What you have to do> Pull out every line from the one containing "Target: yellow knit hat" down to the one containing "(1203, 358)", both included, and copy them without changing a thing.

Saved data entries
-- start --
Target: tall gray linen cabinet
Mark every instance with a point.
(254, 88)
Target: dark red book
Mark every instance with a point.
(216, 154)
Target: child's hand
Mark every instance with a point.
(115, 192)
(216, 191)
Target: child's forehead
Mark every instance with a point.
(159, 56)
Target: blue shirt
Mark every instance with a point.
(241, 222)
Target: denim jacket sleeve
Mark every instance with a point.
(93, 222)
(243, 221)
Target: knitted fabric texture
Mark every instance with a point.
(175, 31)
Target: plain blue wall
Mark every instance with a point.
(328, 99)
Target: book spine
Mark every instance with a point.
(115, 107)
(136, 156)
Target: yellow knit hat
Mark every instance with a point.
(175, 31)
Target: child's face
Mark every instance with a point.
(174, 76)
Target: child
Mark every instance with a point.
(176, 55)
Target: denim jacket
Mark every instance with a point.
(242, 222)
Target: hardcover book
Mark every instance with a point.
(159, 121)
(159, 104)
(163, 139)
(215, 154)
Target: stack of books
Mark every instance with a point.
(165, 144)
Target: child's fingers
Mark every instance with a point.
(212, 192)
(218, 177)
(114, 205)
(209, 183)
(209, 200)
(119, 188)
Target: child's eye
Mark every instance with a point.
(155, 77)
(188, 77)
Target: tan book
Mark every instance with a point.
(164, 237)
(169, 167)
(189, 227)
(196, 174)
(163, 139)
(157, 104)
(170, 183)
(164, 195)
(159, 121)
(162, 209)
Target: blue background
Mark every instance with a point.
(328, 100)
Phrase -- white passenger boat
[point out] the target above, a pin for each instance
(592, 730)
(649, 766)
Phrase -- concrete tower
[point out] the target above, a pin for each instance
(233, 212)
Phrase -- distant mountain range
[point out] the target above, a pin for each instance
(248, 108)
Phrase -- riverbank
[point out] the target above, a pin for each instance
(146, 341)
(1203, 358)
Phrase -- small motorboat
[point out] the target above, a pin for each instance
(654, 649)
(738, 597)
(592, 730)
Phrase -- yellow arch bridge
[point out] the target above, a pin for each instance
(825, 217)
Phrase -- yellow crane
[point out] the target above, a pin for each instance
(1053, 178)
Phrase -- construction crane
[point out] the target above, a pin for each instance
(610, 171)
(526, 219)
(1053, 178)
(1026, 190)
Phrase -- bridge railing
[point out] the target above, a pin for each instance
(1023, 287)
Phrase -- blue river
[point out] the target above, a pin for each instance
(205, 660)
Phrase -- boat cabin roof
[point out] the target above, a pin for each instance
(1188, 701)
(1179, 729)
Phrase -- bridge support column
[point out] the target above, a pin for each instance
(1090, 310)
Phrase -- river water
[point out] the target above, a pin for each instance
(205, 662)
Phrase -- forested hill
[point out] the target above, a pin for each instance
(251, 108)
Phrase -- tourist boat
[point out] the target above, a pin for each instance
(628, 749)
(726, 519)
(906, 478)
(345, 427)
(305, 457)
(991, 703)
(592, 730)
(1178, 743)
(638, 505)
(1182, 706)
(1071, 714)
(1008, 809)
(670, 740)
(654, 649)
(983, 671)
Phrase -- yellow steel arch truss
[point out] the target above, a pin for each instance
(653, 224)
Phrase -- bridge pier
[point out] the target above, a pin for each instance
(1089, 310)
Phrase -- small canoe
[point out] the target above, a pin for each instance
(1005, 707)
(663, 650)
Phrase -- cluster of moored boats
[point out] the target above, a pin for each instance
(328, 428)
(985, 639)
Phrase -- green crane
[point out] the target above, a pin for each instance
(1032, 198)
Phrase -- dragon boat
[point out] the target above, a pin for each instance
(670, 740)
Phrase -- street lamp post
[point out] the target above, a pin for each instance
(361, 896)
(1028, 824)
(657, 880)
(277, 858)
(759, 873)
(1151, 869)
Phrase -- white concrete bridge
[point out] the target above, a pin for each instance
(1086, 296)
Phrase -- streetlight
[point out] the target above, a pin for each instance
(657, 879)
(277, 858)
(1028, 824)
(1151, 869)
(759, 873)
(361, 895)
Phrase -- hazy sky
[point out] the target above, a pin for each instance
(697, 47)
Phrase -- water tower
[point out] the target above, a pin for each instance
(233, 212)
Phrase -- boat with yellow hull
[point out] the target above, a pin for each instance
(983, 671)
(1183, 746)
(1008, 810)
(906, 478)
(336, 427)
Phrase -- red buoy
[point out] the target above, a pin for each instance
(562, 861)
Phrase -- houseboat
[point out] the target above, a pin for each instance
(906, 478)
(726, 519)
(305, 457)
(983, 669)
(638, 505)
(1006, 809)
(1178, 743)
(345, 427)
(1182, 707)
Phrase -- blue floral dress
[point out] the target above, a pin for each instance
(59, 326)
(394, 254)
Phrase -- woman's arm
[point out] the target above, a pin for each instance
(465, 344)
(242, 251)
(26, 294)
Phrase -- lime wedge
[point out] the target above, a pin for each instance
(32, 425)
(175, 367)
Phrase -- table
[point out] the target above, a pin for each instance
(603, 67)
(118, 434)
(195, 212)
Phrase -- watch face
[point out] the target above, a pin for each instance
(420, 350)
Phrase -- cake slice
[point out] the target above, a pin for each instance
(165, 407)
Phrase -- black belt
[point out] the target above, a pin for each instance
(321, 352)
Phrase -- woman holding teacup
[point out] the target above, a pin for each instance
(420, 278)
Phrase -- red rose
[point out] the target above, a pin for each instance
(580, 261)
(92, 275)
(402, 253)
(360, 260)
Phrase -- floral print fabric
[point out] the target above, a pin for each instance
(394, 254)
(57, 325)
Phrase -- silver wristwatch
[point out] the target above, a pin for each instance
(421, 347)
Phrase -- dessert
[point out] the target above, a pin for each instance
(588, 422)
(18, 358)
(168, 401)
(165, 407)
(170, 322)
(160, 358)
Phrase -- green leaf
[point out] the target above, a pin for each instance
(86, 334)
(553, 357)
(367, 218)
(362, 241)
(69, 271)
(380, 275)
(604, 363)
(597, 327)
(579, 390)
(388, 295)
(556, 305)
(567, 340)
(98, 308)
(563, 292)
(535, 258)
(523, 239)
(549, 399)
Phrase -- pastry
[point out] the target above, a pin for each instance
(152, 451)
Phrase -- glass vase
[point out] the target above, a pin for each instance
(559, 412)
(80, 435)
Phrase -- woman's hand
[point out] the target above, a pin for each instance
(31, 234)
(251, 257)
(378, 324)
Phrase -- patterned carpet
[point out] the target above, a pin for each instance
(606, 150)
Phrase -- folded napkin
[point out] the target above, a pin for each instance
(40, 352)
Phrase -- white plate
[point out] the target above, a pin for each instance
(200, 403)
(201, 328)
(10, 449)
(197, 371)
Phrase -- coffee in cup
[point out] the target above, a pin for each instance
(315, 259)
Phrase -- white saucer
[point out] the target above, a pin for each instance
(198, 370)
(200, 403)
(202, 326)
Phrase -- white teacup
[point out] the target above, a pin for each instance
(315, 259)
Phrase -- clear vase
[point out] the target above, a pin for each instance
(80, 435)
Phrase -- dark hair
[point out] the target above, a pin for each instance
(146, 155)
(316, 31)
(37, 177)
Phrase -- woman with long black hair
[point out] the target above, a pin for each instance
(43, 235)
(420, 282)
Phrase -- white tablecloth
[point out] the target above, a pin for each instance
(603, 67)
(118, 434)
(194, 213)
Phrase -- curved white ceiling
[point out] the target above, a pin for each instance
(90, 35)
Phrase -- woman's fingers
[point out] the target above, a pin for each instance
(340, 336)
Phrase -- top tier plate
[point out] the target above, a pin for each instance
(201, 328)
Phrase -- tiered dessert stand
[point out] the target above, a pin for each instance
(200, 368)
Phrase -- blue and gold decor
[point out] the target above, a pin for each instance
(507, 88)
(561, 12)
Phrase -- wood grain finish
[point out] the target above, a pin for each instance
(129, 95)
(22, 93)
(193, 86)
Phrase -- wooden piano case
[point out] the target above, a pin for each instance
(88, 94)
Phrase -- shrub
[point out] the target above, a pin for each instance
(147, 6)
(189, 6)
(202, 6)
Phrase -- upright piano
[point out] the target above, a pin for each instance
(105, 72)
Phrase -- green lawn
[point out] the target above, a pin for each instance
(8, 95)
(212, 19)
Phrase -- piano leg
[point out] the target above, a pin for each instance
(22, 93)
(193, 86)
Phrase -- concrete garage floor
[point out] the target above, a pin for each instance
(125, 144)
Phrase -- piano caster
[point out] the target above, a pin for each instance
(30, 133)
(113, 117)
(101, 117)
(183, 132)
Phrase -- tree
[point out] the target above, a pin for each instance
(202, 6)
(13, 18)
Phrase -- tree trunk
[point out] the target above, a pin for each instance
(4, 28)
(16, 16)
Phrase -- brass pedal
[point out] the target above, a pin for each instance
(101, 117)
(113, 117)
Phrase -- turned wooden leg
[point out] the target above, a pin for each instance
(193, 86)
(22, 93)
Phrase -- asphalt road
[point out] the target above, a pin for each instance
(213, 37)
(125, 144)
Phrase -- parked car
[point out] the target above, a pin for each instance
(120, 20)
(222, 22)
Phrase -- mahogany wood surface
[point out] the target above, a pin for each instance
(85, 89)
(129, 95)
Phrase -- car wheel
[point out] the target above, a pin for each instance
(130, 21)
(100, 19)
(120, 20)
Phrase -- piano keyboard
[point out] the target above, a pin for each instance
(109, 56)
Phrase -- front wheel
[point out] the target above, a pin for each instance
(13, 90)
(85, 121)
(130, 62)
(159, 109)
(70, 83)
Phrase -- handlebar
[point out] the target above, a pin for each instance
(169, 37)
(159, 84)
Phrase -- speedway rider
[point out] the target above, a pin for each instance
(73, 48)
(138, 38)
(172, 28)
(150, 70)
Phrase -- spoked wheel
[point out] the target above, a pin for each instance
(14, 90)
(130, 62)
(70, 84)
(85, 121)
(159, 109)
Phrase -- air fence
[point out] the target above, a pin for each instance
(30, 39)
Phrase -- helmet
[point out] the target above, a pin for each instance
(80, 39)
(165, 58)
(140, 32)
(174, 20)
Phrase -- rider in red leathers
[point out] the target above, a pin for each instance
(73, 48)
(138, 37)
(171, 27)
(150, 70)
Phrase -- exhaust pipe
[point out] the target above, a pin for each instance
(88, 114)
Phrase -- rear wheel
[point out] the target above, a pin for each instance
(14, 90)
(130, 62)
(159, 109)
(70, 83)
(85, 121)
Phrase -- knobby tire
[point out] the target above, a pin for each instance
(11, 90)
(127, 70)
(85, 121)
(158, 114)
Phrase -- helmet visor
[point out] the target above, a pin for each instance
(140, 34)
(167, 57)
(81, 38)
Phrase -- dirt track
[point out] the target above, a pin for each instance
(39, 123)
-- end --
Worked answer>
Target: yellow knit hat
Mark every instance with a point.
(175, 31)
Target: child's face
Mark every instance with a point.
(174, 76)
Target: child
Mark every instance with a point.
(176, 55)
Target: denim jacket
Mark every instance with a point.
(242, 222)
Target: hardcover book
Mark every instance with a point.
(159, 121)
(159, 104)
(163, 139)
(215, 154)
Target: stack of books
Mark every instance with a point.
(165, 144)
Target: child's fingers
Mark every instance with a point.
(212, 192)
(218, 177)
(114, 205)
(209, 183)
(209, 200)
(119, 188)
Target: child's eye
Mark every instance with a point.
(155, 77)
(188, 77)
Target: tan book
Mark every instance with a point.
(164, 237)
(169, 167)
(189, 227)
(196, 174)
(163, 139)
(157, 104)
(170, 183)
(164, 195)
(159, 121)
(162, 209)
Target: blue background
Mark every instance with a point.
(328, 100)
Phrase -- white passenger boat
[point out] the target above, a pin for each instance
(592, 730)
(649, 766)
Phrase -- concrete tower
[point out] the target above, a pin for each instance
(233, 212)
Phrase -- distant mountain range
[point out] the target above, a pin for each instance
(248, 108)
Phrase -- riverbank
[point out] the target above, a pin for each instance
(146, 341)
(1203, 358)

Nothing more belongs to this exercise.